__INPUT__
*** Begin section ***

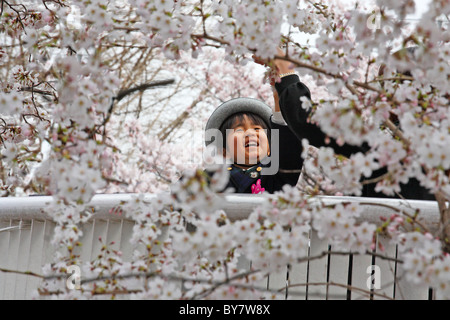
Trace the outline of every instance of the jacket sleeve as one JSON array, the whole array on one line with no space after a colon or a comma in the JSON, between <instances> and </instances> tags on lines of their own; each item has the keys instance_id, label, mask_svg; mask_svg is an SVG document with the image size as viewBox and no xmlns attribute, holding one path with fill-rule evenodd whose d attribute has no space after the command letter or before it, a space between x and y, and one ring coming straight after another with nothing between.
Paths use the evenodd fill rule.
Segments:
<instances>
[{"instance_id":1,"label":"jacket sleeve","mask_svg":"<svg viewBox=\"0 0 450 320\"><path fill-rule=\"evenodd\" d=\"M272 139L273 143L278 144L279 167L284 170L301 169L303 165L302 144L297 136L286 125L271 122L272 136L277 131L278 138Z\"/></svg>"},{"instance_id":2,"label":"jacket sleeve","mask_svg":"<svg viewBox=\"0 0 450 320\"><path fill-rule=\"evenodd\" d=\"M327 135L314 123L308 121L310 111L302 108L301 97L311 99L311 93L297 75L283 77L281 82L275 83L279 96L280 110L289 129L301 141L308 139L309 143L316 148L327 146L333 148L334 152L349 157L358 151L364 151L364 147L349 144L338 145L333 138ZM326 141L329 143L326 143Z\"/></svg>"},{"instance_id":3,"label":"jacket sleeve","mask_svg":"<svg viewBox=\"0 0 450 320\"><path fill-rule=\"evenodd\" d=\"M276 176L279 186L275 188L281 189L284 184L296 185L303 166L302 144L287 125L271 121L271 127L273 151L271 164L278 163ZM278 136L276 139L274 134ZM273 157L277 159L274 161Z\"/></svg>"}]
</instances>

*** End section ***
*** Begin section ***

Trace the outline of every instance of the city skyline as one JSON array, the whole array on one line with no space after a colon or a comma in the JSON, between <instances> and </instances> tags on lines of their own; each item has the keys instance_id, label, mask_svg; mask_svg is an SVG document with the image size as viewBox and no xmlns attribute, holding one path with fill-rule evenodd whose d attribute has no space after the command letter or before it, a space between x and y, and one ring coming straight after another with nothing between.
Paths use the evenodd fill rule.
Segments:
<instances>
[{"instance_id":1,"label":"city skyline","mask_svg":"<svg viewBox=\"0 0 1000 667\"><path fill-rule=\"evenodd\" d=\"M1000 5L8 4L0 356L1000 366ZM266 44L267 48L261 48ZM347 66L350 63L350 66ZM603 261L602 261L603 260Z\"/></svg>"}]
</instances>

*** End section ***
*** Begin section ***

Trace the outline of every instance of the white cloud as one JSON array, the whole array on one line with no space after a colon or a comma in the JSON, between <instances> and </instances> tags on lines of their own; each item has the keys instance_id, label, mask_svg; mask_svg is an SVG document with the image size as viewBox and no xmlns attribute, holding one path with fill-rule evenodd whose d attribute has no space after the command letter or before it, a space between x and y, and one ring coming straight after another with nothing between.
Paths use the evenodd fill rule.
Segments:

*** End section ***

__THE PROBLEM__
Look through the material above for the string "nothing" and copy each line that has it.

__EXPECTED ANSWER__
Trace the outline of every instance of the jacket sleeve as one JSON array, the whole array on one line with no space after a colon or a comma in the JSON, between <instances> and </instances> tags on lines of their own; each item has the keys instance_id, label, mask_svg; mask_svg is an SVG document with the image size as viewBox and no xmlns attribute, holding one path with fill-rule evenodd whose d attribute has no space after the command letter or before it, a space between x and y, and one ring coming straight after another with nothing between.
Trace the outline of every instance of the city skyline as one JSON array, the whole array on one line with no space after a colon or a comma in the JSON, between <instances> and </instances> tags on lines of their own; each item has the keys instance_id, label, mask_svg; mask_svg is an SVG document with the image size as viewBox and no xmlns attribute, holding one path with fill-rule evenodd whose d attribute has no space after the command letter or before it, a space between x and y, and one ring coming straight after another with nothing between.
Trace the outline of every instance of the white cloud as one JSON array, the whole array on one line with no space after a colon or a comma in the JSON, between <instances> and </instances> tags on lines of their own; each item has the keys instance_id, label, mask_svg; mask_svg is an SVG document with the image size as viewBox and no xmlns attribute, holding one path with fill-rule evenodd whose d attribute has no space after the command letter or before it, a space between x and y, and one ring coming straight after another with nothing between.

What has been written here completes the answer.